(Pointing records)

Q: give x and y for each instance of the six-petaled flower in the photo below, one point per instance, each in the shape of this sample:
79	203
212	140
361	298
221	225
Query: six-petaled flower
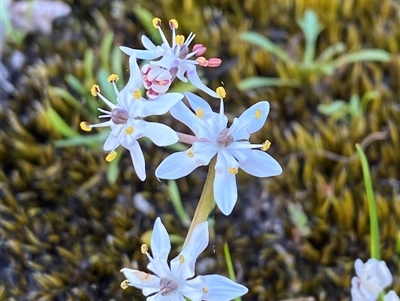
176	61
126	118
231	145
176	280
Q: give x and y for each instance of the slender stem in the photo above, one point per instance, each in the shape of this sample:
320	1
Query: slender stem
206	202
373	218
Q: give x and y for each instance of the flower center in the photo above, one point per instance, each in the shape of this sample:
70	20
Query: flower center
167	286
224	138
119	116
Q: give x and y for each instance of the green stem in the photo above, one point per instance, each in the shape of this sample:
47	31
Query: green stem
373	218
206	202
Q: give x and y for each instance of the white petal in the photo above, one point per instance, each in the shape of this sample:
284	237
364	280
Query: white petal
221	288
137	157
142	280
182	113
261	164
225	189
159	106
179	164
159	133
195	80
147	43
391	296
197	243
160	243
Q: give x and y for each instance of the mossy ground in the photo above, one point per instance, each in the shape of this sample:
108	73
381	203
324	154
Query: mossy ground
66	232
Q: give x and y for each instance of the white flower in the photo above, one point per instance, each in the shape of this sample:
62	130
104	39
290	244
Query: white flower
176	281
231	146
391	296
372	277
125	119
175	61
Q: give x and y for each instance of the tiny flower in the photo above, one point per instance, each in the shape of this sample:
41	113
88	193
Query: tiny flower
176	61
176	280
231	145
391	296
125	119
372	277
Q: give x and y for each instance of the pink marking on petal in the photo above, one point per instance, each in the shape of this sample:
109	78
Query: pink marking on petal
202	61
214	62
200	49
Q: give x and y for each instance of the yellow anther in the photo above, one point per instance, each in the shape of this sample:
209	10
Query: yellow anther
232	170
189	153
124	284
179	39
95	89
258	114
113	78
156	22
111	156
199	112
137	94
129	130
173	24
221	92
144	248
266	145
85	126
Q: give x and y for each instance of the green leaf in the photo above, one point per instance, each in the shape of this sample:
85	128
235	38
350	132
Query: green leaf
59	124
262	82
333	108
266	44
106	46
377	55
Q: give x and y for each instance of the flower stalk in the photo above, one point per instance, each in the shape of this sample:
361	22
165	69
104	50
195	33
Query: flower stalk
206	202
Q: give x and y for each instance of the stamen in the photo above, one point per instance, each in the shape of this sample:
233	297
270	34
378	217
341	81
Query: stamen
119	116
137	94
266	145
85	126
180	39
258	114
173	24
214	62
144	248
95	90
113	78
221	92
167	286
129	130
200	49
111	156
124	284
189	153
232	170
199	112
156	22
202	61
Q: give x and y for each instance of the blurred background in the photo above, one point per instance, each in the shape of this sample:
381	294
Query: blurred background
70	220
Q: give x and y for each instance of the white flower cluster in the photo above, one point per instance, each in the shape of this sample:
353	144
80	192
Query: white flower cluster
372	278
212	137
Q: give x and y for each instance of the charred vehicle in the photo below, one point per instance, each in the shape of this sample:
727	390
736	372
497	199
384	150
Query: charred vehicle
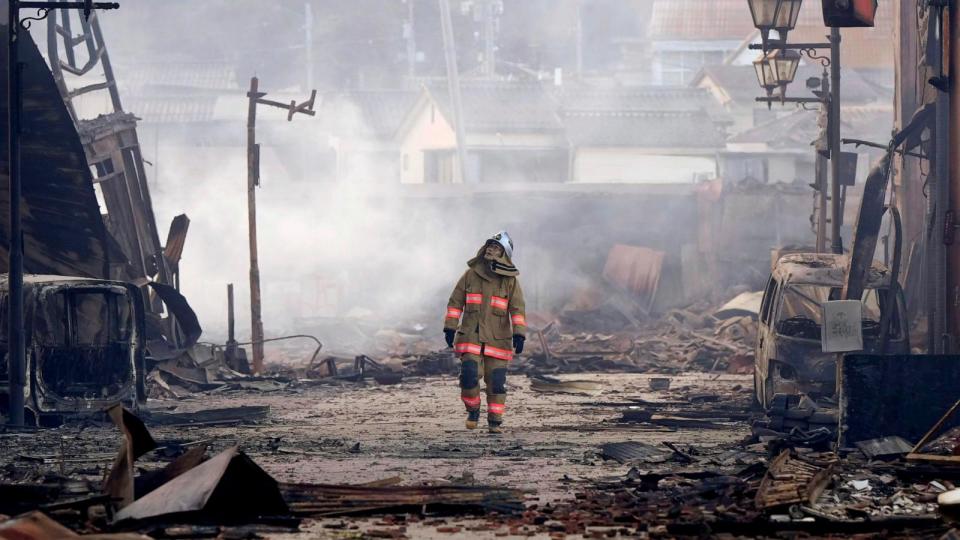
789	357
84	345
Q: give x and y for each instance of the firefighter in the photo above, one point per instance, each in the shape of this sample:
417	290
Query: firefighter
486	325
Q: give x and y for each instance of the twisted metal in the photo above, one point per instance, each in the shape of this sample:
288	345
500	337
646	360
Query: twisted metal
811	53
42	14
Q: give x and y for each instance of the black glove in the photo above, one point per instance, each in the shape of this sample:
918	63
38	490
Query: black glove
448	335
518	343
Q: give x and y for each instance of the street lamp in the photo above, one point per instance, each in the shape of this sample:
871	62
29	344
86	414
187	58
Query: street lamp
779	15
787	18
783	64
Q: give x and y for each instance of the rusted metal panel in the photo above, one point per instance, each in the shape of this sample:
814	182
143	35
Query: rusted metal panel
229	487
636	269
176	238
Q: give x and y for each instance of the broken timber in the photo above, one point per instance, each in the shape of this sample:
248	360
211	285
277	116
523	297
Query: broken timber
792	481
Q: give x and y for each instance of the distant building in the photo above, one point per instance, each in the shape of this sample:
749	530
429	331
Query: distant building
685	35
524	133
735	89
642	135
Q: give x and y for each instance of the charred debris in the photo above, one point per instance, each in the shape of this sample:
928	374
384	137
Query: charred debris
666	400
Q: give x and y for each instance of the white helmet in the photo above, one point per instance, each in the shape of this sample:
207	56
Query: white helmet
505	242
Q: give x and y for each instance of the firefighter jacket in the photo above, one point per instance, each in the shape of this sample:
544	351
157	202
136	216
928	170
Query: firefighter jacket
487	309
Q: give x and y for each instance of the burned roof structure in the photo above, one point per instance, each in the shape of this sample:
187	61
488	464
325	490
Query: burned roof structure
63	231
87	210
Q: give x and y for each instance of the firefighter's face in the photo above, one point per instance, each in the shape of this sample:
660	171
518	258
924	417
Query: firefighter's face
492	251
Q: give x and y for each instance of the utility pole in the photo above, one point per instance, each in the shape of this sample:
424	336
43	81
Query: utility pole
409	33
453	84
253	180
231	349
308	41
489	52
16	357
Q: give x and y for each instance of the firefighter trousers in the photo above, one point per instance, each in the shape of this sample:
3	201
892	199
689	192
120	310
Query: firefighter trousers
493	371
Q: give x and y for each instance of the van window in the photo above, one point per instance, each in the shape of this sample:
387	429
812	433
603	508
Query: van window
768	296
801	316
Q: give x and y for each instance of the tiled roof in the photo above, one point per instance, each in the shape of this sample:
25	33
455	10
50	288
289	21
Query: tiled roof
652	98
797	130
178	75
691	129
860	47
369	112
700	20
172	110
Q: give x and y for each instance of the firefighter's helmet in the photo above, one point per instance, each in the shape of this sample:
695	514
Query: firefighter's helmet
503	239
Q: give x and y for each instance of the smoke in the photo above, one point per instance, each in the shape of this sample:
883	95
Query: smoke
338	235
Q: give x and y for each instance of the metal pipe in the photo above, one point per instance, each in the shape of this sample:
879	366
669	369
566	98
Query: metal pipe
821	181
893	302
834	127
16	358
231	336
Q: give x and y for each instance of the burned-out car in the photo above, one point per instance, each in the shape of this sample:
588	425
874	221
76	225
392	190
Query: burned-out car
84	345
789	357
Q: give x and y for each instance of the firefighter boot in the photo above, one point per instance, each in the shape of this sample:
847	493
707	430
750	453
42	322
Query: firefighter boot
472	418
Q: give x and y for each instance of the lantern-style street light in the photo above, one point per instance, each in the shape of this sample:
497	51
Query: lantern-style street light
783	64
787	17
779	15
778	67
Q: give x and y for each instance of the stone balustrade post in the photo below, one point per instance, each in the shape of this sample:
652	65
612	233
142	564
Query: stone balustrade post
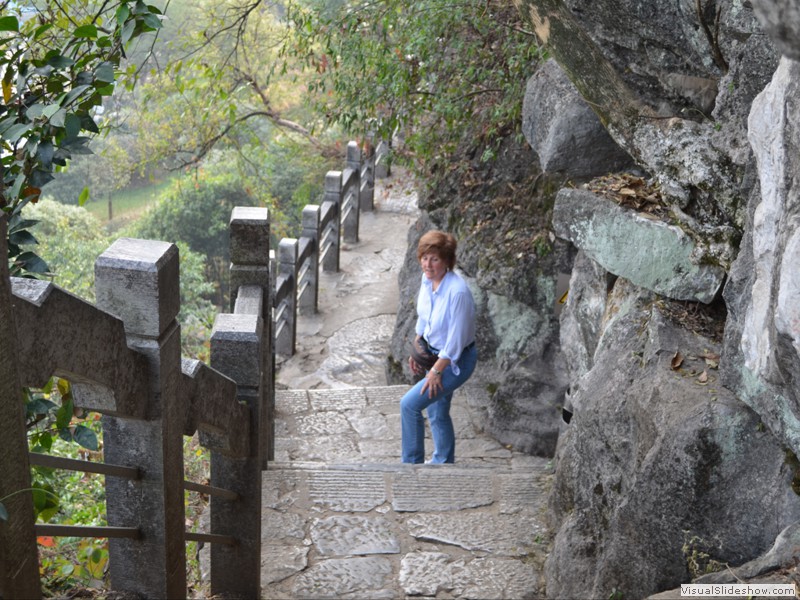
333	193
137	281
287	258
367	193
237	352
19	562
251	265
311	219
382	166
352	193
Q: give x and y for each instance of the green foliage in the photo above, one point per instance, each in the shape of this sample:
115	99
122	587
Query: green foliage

■ Written problem
Beginning at the line that contains "Q: give x and y for each instance of the tiled", copy each remaining line of the records exactly, through the final one. Omit the pictures.

■ Written answer
Q: give x and y for each instance of the tiled roof in the photo above, one point per instance, each in the shape of this sample:
25	33
455	10
50	288
289	21
Query: tiled roof
652	98
797	130
178	75
691	129
860	47
369	112
700	20
172	110
Q: give x and y for each instance of the firefighter's helmet in the photo above, one point per instance, each in the shape of this sample:
695	514
Query: firefighter's helmet
503	239
Q: give x and y for each instance of the smoke in the photo above, one point per instance, each in the shape of this sample:
883	95
Query: smoke
338	235
Q: give x and y for each instance of the metal pipe in the photo above, one point per instance, each in the shape of this sample:
879	366
669	369
566	98
Query: metal pipe
821	181
893	302
834	127
16	358
231	336
Q: give x and y for each instance of the burned-out car in the photo above, one point per instance, each in the shape of this sample:
588	425
874	221
76	225
392	190
Query: burned-out car
84	345
789	357
Q: give x and y for each instance of the firefighter boot in the photo above, one point per instance, each in the shape of this sample:
847	493
707	430
750	453
42	322
Query: firefighter boot
472	418
Q: give x and y for each instance of the lantern-style street light in the photo above, one point per instance, each in the shape of this sample:
497	51
Query: lantern-style street light
783	64
787	17
779	15
778	67
Q: give x and y for each instance of the stone balustrade post in the photo below, one point per instance, each in the shape of this sample:
652	65
612	233
142	564
Query: stone balustrade post
333	193
137	281
287	258
367	193
237	352
19	562
251	265
311	219
382	166
352	193
Q: give x and y for each instance of the green foliage in the photo above, one point per instance, each in the shape of this sample:
115	99
122	587
Query: green foliage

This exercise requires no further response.